▼
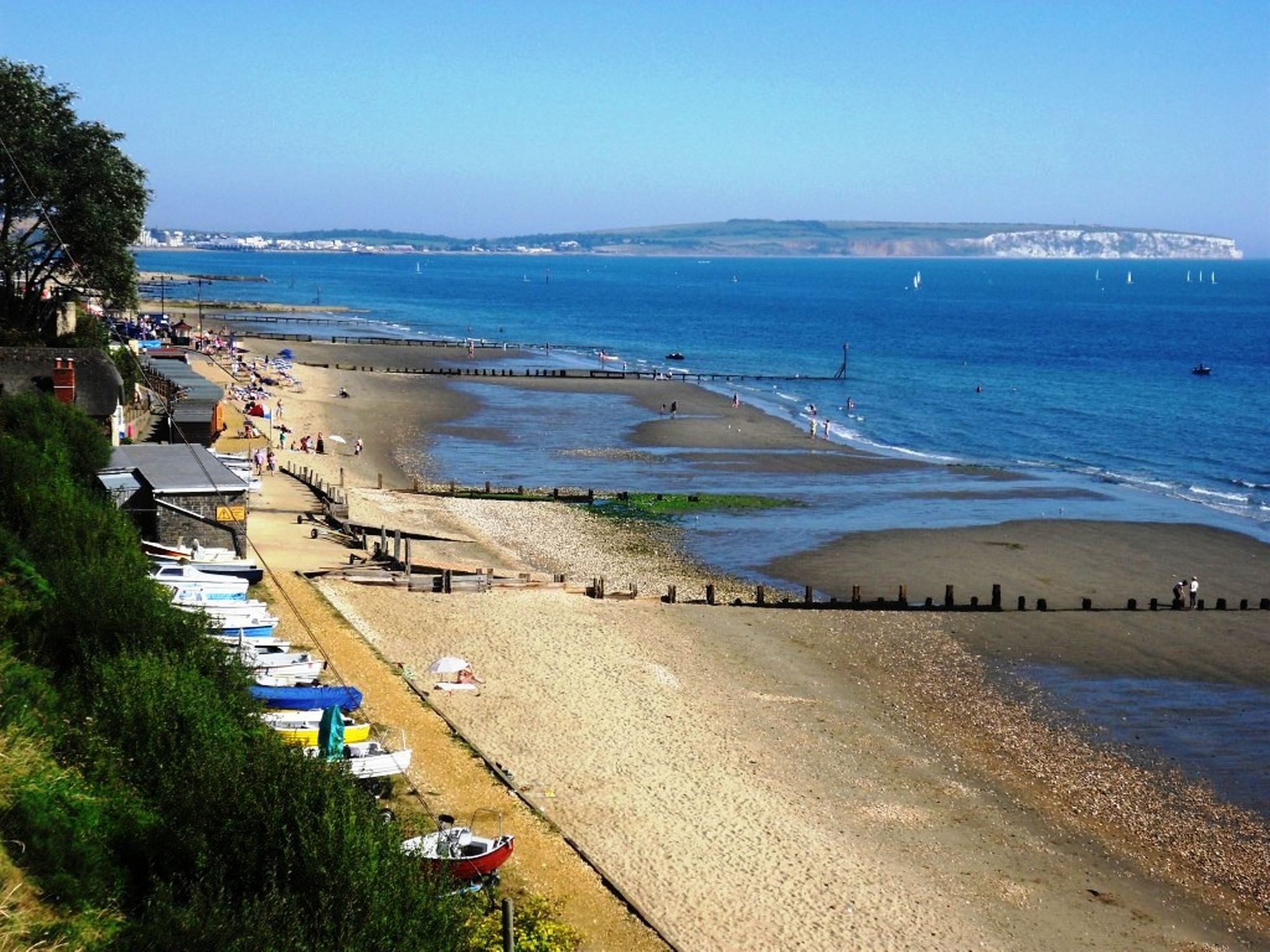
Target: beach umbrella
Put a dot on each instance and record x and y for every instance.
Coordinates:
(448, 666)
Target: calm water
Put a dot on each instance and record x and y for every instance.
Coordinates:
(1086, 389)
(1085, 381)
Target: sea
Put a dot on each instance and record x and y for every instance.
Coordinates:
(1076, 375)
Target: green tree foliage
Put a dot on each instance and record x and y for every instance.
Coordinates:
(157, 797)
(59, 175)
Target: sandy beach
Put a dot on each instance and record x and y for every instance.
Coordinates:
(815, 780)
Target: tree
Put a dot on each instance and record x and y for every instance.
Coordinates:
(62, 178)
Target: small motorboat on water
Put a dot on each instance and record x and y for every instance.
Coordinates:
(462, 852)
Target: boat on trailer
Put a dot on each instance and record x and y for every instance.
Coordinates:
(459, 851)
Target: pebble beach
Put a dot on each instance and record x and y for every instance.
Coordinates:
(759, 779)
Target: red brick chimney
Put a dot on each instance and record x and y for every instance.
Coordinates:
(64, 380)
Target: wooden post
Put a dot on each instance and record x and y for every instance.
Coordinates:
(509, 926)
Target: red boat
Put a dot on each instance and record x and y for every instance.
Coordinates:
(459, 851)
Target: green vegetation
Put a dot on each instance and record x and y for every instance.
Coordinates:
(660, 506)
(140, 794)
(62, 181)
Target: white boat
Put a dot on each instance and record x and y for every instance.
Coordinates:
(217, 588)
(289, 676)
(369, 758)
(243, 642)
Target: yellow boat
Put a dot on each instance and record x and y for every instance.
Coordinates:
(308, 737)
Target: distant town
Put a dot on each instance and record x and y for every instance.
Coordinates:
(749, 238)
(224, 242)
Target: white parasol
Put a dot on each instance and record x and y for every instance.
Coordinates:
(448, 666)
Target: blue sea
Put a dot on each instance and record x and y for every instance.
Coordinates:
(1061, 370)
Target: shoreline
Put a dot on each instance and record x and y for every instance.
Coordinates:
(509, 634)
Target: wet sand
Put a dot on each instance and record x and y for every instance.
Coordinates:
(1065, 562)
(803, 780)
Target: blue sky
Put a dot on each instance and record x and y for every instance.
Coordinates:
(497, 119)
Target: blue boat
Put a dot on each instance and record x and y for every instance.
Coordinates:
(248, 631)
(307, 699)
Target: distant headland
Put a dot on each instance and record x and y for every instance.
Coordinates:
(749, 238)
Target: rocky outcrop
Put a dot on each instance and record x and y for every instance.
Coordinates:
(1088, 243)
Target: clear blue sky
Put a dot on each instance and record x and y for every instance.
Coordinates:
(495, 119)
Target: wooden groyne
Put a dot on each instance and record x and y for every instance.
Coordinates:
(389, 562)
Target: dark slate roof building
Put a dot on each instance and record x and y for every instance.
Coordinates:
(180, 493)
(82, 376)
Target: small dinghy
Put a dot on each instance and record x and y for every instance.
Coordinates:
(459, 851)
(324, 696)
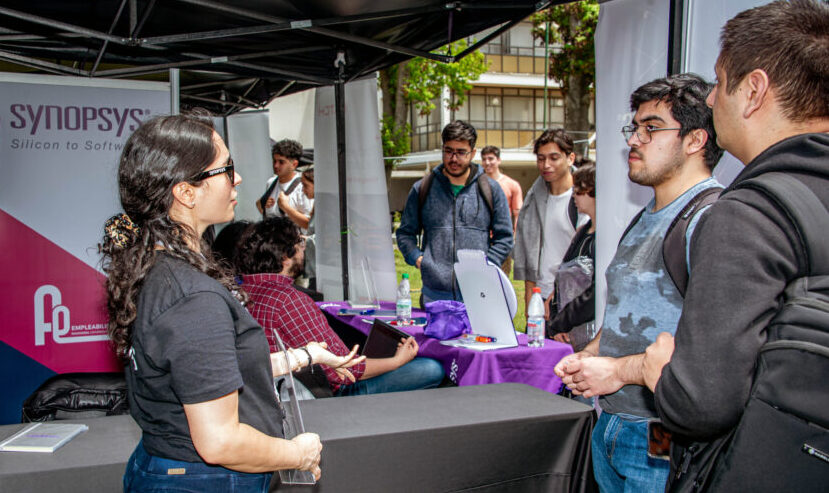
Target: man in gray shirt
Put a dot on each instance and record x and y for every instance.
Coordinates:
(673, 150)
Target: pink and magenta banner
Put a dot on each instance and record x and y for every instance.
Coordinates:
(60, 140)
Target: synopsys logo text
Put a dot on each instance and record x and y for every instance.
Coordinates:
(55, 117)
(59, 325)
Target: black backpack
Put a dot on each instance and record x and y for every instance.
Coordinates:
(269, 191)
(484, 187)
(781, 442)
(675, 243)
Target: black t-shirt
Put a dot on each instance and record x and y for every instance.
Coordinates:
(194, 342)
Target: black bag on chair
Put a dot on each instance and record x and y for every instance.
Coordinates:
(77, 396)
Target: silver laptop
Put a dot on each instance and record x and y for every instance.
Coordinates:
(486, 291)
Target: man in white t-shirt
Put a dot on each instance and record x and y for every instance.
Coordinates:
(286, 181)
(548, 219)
▲
## Exercise
Aside from the pictures, repeat the listing exactly.

## Task output
Target: beach umbrella
Put a dot on each instance and record x and y for every instance.
Coordinates:
(448, 666)
Target: calm water
Put a dot on each instance and record x and y for every instance.
Coordinates:
(1086, 389)
(1085, 381)
Target: sea
Put a dot on each instance and record x and y for every instance.
Coordinates:
(1076, 375)
Target: green tree foliage
Put a dot on each instance and record x and y for every instance.
Coordinates:
(157, 797)
(59, 175)
Target: sandy beach
Put a dot on each instance and record x and y for every instance.
Coordinates:
(815, 780)
Target: tree
Put a dot on each instance and record x and y for every instance.
Coordinates:
(62, 178)
Target: small motorboat on water
Put a dot on each instance and record x and y for every instance.
Coordinates:
(462, 852)
Target: boat on trailer
Put a dot on each instance and record x and y for every instance.
Coordinates:
(459, 851)
Target: pebble beach
Put a dot on each instance and record x and y for every instance.
Coordinates:
(759, 779)
Target: red brick chimney
Put a dot on each instance and record x and y for every instance.
Coordinates:
(64, 380)
Target: wooden post
Put a dot on each instance and record x and y for every instance.
Coordinates:
(509, 926)
Target: red boat
Put a dot on each instance and record x and y for every instance.
Coordinates:
(459, 851)
Target: green vegetation
Put a dot on each instance and record x and y for every instance.
Coordinates:
(660, 506)
(140, 794)
(62, 181)
Target: white boat
Put a dot on each instance and record x and y for every instance.
Coordinates:
(217, 588)
(289, 676)
(369, 758)
(243, 642)
Target: yellow boat
Put a dot on each instance and record x and y for every instance.
Coordinates:
(308, 737)
Target: distant town
Put a dot on each instance and record x and y for every instance.
Coordinates:
(749, 238)
(224, 242)
Target: white parasol
Put a dot on each instance and record x and y for every instance.
Coordinates:
(448, 666)
Target: blue sea
Put a dot on each instance and record x and y for every instance.
Coordinates:
(1061, 370)
Target: shoreline
Put a dot on each instance and record x and y for every instance.
Coordinates:
(509, 634)
Target: wet sand
Put a dot on each instance and record x and y for every instance.
Coordinates:
(1065, 562)
(803, 780)
Target: blue sky
Put a dot on each instance and record x and y for every instance.
Coordinates:
(497, 119)
Target: blue boat
Put a dot on each instance and record x and y for every instance.
Coordinates:
(248, 631)
(307, 699)
Target: distant headland
Put a dot on each instance and record x and y for every instance.
Coordinates:
(749, 238)
Target: rocky outcrop
Put a dot on each instance and record x and y for every instance.
Coordinates:
(1088, 243)
Target: clear blue sky
Put a dot on each instance and record x and y for every instance.
Coordinates:
(495, 119)
Target: wooden groyne
Put a dot on each instance and record x and y for every instance.
Coordinates:
(389, 562)
Target: dark slate roof building
Put a dot on each instance and record x and y for every instance.
Coordinates:
(180, 493)
(82, 376)
Target: small dinghy
Put a dot on each instance and record x and y for every instance.
Coordinates:
(459, 851)
(324, 696)
Target: man in gray shirt
Put a dot on each instance and record x and y for every instance.
Coordinates:
(673, 150)
Target: pink and magenta banner
Put a dot on each instance and record x and y for every instance.
Coordinates:
(60, 140)
Target: synopsys logo text
Put a dot on each instance and record x and y for every instance.
Coordinates:
(55, 117)
(59, 325)
Target: black backpack
Put a dot on each instance and record x and y for every instance.
Coordinates:
(269, 191)
(484, 187)
(781, 442)
(675, 243)
Target: black t-shirt
Put a dot on each instance and record x and y for every instance.
Coordinates:
(194, 342)
Target: black bag on chair
Put a dot on each instance and record x and y for every instance.
Coordinates:
(77, 396)
Target: silver laptop
Put a dot on each instance and record x and y for every instance.
Coordinates:
(486, 291)
Target: man in white t-shirt
Put a dot on each instance and record x and y for every instance.
Coordinates:
(286, 181)
(548, 219)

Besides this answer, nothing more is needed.